THE DATA:
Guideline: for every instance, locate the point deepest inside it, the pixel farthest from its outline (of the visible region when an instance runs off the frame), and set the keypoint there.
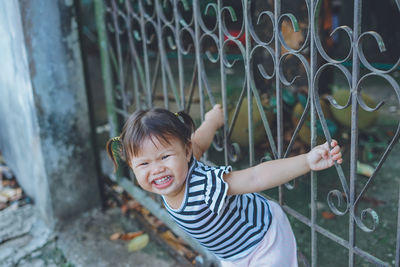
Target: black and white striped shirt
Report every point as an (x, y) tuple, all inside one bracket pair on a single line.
[(228, 226)]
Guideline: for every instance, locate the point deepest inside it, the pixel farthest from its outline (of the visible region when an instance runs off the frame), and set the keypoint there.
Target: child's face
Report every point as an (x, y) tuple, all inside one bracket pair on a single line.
[(161, 168)]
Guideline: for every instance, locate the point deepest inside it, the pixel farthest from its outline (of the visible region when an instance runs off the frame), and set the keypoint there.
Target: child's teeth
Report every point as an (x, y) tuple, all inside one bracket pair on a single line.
[(160, 181)]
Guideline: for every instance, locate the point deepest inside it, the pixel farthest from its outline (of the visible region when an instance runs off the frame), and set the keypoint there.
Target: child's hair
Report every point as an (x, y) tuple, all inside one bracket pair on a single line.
[(154, 123)]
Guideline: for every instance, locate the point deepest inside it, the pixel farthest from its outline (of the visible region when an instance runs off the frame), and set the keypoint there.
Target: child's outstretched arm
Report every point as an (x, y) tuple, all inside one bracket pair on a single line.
[(276, 172), (204, 135)]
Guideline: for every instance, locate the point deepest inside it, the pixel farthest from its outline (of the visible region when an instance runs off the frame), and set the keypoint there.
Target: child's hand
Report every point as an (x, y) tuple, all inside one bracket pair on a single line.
[(215, 116), (320, 158)]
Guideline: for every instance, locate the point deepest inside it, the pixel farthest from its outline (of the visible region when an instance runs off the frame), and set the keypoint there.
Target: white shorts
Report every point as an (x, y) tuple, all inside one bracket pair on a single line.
[(278, 247)]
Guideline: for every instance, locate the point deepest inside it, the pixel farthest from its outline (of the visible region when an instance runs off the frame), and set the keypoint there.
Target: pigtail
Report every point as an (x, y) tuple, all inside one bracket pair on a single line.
[(186, 120), (114, 151)]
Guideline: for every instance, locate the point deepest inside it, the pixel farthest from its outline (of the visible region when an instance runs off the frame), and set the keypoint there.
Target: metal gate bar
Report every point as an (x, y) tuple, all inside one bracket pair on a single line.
[(129, 31)]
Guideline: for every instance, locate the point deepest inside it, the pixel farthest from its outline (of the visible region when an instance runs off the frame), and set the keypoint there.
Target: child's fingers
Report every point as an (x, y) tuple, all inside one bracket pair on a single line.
[(335, 150), (334, 143)]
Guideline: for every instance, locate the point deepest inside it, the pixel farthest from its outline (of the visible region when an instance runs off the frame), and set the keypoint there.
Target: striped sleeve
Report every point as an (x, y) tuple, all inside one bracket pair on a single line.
[(216, 188)]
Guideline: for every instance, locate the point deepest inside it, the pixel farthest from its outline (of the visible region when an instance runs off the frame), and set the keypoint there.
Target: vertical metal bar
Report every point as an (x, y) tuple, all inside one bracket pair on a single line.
[(145, 56), (196, 14), (106, 67), (313, 118), (249, 92), (279, 119), (398, 233), (222, 71), (162, 54), (121, 79), (179, 56), (354, 131)]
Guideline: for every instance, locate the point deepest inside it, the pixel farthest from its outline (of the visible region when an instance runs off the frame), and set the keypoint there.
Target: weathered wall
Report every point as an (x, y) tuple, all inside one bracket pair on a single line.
[(45, 134), (19, 130)]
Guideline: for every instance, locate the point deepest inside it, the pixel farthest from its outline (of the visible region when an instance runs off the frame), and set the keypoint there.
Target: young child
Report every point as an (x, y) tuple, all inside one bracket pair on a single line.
[(215, 205)]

EXERCISE DETAILS:
Write the data above out again exactly, every line of it, and exclude the pictures.

RESULT FOR THIS TASK:
Guideline: for every instance, locate the point deepest inside it, the pixel farthest from its outline (of the visible region when an instance runs off the frame), and set the keypoint there.
Target: black and white striped shirt
Report every point as an (x, y) tuple, all inside one bracket pair on a single line.
[(228, 226)]
Guideline: for every instance, locate the point deepest inside it, the pixel farthest from its outline (of the visible region when an instance runs off the frame), and set the keypoint there.
Target: child's face
Report every point as an (x, y) tuple, all inside one bracket pair on a single line.
[(161, 168)]
Guideline: for every instance, locate the point deepest inside it, the pixel farthest from its outline (of the visible region when an instance runs off the frame), and set the keypoint there.
Target: child's teeth
Report every point as an (x, y) tuple, all inside one bracket pair on a single line.
[(160, 181)]
Guideline: for every instance, locate the point deepest inside it, the pixel farthest from its outline (of the visible region when an instance runs off the frame), and set the keypoint there.
Target: child's hair
Report every point as an (x, y) tuple, all inside one bracket pair on a single line.
[(154, 123)]
Guideline: for every instance, locate the point deepest inside it, the pixel farthest from its outline (of the visible region when an instance runs off the frame), and set the keypoint there.
Target: child's outstretched arm
Report every point as an (x, y) tuple, all inside one bracket pair on a single line.
[(276, 172), (204, 135)]
Guideline: for every instance, locate the point deepest inside it, the pixel farthest from its outline (of the visible region when an instance runs off the frame), and set the keypoint there.
Target: child's hand
Report every point as an (x, y) tuple, all inside one bracket pair on a single line.
[(215, 116), (320, 158)]
Guideline: for every instance, locate the point deepest inside it, the pixel farthest from its outline (of the visible region when an instance runs off the frame), and set the keypoint there.
Target: white shorts
Report every point as an (x, y) tuple, all inside one bracket pair on a single line.
[(278, 247)]
Guideline: for every instance, locate the point deepest inside it, the pixel farthest from its outline (of the visible region when an instance runs off the frame), and set the keypoint there.
Target: pigtail
Report every point as an (x, y) tuple, all inside one bracket pair on a single line.
[(186, 120), (114, 151)]
Guideline: for every instance, locate the point deepest inside it, the pixel farthest from its outline (of the visible region when an instance runs off the frame), and set the keypoint there.
Target: metal gate bar
Report every point as an (x, y) tuple, all inside one bracket pair on a single line.
[(129, 31)]
Guideline: for every instance, locate the point deepest inside it, the pixel farthest from its outline (of the visible region when an instance runs off the frame), and set the keypoint there.
Target: child's fingers
Report every point as an (x, y) tuple, all inside one bracket pair on a single line.
[(335, 150), (334, 143)]
Guideline: for every instance, locate the point deepest inside it, the pixel farthest from its outline (of the visible region when an instance runs off the frame), and set the keypoint there.
Target: striped sleeve
Report every point as an (x, y) tuple, all inside one bracket pair on a single line.
[(216, 188)]
Guideline: for every instance, locate the point deepest inside it, the pixel farthest from its outline (of the visible region when an instance runs off the frame), and set the keypoint there.
Target: vertical metal bar
Report every point as an (x, y) tuple, all inside one bracket pair on a single line.
[(145, 56), (196, 14), (106, 67), (313, 118), (249, 92), (279, 119), (398, 233), (222, 71), (162, 54), (121, 79), (179, 56), (354, 131)]
Guideline: for every instance, locate the point deepest inside it, the pixel farthest from its outline (of the visible region when an instance runs off the frame), and set the keypoint there.
Target: weathered wall
Report every point as an (x, y) tuple, all inside one bracket pair on a single line.
[(45, 134), (19, 130)]
Guideline: for every instance, locate the point deepest inside it, the pixel farthest from its outline (of the visible region when an instance runs off the frame), and set the keypoint there.
Target: young child
Report every point as an (x, y) tuple, all inside one bracket pair on a single line.
[(215, 205)]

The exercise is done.